Decision trees can handle both categorical and numerical data. Decision trees can be drawn by hand or created with a graphics program or specialized software. Informally, decision trees are useful for focusing discussion when a group must make a decision. Programmatically, they can be used to assign monetary/time or other values to possible outcomes so that decisions can be automated. Decision tree software is used in data mining to simplify complex strategic challenges and evaluate the cost-effectiveness of research and business decisions. Variables in a decision tree are usually represented by circles.

Drawing a Decision Tree
You start a Decision Tree with a decision that you need to make, and draw a small square to represent this towards the left of a large piece of paper.
From this box draw out lines towards the right for each possible solution, and write that solution along the line. Keep the lines apart as far as possible so that you can expand your thoughts.
At the end of each line, consider the results. If the result of taking that decision is uncertain, draw a small circle.
If the result is another decision that you need to make, draw another square. Squares represent decisions, and circles represent uncertain outcomes.
Write the decision or factor above the square or circle. If you have completed the solution at the end of the line, just leave it blank.
Starting from the new decision squares on your diagram, draw out lines representing the options that you could select. From the circles draw lines representing possible outcomes.
Again make a brief note on the line saying what it means.
Keep on doing this until you have drawn out as many of the possible outcomes and decisions as you can see leading on from the original decisions.

20. Human Reliability Analysis
Human reliability assessment (HRA) is the common name for an assortment of methods and models that are used to predict the occurrence of ‘human errors’. While the origin of HRA is in Probabilistic Safety Assessment (PSA), HRA is increasingly being used on its own both as a way to assess the risks from ‘human error’ and as a way to reduce system vulnerability. According to the three principal functions of HRA are:
Identifying what errors can occur (Human Error Identification),
Deciding how likely the errors are to occur (Human Error Quantification), and,
Enhancing human reliability by reducing the given error likelihood (Human Error Reduction), if appropriate.

→ **DATA LINES**:
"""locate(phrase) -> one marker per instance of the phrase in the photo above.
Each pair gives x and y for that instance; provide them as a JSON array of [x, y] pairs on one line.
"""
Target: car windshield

→ **REQUIREMENT**: In the text above, what shape is drawn to represent the decision you start a decision tree with, and where on the paper does it go?

→ **EXERCISE RESULT**: A small square, drawn toward the left of a large piece of paper.